=== Data ===

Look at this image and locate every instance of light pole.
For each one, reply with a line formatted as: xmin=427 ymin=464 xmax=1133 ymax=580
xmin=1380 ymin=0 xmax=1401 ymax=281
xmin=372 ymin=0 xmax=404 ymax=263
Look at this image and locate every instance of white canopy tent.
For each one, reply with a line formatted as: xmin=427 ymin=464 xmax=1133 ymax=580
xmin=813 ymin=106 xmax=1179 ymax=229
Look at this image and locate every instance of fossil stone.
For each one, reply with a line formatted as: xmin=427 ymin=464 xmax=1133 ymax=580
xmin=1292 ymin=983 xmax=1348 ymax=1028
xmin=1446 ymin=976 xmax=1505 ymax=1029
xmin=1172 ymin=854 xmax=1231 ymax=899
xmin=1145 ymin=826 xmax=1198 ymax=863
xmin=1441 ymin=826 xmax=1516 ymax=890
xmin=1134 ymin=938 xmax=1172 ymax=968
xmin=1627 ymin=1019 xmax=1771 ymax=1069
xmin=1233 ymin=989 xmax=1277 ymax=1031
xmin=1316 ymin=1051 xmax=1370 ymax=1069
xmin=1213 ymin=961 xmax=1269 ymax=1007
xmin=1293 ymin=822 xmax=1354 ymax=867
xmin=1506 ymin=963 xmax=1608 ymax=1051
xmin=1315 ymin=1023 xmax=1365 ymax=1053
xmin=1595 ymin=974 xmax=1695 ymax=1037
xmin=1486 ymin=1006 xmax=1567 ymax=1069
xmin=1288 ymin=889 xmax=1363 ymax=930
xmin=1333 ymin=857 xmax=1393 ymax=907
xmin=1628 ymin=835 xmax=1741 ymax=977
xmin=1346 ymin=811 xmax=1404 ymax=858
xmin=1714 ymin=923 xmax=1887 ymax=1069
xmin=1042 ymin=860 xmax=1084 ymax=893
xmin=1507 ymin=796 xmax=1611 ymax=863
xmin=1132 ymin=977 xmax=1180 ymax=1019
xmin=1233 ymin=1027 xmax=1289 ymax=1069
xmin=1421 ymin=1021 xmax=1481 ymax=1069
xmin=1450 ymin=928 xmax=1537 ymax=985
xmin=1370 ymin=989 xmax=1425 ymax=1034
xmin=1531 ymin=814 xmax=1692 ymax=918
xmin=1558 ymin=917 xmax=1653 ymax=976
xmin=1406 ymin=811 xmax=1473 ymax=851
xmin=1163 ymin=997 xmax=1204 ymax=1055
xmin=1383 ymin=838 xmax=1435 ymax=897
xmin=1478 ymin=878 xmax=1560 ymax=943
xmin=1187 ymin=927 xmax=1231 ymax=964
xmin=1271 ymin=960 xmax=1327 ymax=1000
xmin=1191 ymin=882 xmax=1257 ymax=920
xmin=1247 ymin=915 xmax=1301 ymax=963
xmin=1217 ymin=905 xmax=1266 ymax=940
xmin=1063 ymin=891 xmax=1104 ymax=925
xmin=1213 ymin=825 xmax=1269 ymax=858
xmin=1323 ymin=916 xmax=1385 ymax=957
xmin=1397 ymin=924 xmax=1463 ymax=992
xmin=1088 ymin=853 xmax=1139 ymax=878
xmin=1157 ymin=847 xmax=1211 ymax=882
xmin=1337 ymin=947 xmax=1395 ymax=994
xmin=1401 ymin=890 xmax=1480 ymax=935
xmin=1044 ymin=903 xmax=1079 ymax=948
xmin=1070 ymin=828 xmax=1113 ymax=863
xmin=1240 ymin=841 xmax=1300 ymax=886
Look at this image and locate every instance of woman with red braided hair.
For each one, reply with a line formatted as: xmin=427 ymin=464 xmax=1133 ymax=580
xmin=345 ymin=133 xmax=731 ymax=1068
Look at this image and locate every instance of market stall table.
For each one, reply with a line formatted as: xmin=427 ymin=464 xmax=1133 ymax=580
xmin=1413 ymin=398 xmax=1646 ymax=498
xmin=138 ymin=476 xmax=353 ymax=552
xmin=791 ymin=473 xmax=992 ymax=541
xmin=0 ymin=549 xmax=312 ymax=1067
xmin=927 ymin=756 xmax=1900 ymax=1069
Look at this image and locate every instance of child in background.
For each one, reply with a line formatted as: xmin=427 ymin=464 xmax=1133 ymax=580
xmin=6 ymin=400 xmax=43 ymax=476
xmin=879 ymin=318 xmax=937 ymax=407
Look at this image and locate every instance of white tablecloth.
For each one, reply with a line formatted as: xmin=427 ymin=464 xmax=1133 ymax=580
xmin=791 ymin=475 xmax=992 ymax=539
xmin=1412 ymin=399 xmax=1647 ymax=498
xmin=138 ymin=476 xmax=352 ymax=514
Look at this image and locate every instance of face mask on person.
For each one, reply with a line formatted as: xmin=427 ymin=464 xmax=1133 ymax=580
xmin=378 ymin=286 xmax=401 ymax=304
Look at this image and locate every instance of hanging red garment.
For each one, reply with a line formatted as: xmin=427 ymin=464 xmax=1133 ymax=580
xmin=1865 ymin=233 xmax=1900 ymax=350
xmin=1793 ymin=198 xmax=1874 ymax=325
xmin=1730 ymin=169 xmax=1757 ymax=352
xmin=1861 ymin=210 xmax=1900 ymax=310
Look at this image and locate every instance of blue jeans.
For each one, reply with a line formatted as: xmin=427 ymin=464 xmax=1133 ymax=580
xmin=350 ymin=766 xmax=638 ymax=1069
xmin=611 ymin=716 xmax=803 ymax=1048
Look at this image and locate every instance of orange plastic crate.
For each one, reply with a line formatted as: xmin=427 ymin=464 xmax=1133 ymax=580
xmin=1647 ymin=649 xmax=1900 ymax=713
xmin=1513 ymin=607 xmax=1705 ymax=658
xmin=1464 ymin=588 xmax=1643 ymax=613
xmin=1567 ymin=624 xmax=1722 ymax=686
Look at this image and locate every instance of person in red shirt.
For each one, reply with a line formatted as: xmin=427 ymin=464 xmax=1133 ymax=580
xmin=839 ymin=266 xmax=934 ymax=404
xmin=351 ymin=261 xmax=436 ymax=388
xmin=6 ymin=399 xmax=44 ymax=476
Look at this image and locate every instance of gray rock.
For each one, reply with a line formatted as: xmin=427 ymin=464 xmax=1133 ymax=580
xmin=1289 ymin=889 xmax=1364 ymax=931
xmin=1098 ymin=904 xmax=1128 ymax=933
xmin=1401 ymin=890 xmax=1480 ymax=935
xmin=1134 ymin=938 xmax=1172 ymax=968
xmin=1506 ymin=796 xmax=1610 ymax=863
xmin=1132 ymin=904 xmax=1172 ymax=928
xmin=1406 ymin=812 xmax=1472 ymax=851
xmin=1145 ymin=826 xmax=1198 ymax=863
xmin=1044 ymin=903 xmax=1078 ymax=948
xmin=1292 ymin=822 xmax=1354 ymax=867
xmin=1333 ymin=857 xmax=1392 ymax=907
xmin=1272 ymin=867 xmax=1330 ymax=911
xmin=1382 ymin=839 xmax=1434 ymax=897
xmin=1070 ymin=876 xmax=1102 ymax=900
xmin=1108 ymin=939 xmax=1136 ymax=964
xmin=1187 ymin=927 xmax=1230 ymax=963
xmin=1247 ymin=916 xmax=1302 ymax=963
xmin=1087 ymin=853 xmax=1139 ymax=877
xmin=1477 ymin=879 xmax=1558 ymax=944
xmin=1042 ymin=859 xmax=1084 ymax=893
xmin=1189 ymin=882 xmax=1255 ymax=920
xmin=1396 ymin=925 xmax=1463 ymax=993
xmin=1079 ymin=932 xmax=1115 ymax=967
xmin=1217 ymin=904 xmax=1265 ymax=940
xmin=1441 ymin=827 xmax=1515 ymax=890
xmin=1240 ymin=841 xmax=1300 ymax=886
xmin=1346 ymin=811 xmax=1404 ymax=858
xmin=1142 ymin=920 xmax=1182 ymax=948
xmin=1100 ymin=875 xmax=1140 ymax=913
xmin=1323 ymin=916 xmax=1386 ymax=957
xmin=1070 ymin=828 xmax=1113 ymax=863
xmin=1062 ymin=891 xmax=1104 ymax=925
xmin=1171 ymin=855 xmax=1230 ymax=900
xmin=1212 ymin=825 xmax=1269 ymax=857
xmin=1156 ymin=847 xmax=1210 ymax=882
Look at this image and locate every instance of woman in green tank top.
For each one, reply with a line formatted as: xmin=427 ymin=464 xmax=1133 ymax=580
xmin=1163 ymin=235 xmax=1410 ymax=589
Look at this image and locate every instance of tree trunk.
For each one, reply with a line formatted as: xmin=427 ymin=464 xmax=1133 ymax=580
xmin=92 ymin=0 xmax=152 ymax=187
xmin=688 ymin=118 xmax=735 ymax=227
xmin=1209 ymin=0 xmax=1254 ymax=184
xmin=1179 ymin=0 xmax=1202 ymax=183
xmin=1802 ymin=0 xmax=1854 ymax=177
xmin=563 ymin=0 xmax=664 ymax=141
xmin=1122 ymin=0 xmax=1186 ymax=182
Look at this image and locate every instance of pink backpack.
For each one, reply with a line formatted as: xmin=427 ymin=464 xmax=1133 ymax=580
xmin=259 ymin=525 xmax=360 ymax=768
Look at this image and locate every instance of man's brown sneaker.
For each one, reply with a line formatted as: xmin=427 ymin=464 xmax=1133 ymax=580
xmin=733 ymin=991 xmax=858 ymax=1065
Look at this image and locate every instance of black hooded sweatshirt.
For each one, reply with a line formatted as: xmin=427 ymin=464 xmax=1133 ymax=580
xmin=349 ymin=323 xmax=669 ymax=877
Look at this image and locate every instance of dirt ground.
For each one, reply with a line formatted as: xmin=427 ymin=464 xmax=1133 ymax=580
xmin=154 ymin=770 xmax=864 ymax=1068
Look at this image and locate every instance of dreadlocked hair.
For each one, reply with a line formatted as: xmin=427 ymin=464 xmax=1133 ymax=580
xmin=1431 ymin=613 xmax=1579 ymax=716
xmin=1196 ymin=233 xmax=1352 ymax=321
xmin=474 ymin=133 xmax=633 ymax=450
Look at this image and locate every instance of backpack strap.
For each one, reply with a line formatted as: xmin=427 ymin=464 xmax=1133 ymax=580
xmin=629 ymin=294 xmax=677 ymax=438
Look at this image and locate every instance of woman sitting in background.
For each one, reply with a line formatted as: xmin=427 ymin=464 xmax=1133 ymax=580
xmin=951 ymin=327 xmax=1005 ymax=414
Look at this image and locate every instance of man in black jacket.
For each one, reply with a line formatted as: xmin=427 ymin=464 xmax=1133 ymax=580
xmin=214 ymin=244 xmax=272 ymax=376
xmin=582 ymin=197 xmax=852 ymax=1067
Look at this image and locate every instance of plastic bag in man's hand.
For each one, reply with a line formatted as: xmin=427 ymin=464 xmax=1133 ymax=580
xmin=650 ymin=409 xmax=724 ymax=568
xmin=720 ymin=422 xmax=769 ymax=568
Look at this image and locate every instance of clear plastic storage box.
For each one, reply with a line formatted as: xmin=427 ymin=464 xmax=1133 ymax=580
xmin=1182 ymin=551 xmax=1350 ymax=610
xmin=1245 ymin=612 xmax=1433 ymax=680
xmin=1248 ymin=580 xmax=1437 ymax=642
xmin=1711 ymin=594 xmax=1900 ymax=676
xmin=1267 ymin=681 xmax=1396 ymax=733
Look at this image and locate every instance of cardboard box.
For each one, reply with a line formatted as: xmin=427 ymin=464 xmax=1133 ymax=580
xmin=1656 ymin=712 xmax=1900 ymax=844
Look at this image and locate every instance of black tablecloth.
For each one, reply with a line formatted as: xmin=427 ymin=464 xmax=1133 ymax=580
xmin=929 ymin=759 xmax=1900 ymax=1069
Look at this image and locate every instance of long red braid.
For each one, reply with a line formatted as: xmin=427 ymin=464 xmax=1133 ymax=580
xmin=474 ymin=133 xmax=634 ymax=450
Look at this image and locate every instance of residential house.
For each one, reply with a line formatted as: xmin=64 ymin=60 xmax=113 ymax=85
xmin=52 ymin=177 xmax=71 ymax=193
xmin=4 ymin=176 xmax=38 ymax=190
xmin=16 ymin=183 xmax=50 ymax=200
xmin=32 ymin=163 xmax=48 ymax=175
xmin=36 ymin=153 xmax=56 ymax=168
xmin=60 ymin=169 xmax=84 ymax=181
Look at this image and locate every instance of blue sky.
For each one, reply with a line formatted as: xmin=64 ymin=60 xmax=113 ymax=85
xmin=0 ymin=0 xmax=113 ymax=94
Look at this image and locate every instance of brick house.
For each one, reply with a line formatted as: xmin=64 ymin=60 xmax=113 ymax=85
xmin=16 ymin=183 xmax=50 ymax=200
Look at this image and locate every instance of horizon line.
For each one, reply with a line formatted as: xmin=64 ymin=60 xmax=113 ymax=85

===

> [Work request]: Only the lines above from the one with "Look at this image and locate every instance of clear" up to and including the one with "Look at this image and locate every instance of residential" should be repeated, exactly as written.

> [Exercise response]:
Look at this image and locate every instance of clear plastic storage box.
For each one, reply with a line formatted as: xmin=427 ymin=464 xmax=1133 ymax=580
xmin=1182 ymin=551 xmax=1350 ymax=610
xmin=1245 ymin=612 xmax=1433 ymax=680
xmin=1248 ymin=580 xmax=1437 ymax=642
xmin=1711 ymin=594 xmax=1900 ymax=676
xmin=1267 ymin=681 xmax=1396 ymax=733
Look at this image and locate every instance of cardboard box.
For each one, reply with a line formatted as: xmin=427 ymin=464 xmax=1133 ymax=580
xmin=1656 ymin=712 xmax=1900 ymax=844
Look at this image and locate every instance of black tablecloth.
For each one, reply with a line formatted as: xmin=427 ymin=464 xmax=1133 ymax=580
xmin=929 ymin=759 xmax=1900 ymax=1069
Look at this image and locate every instance of long red braid.
For each one, reply with a line formatted as: xmin=427 ymin=464 xmax=1133 ymax=580
xmin=474 ymin=133 xmax=634 ymax=450
Look at this image and locate every instance of residential house.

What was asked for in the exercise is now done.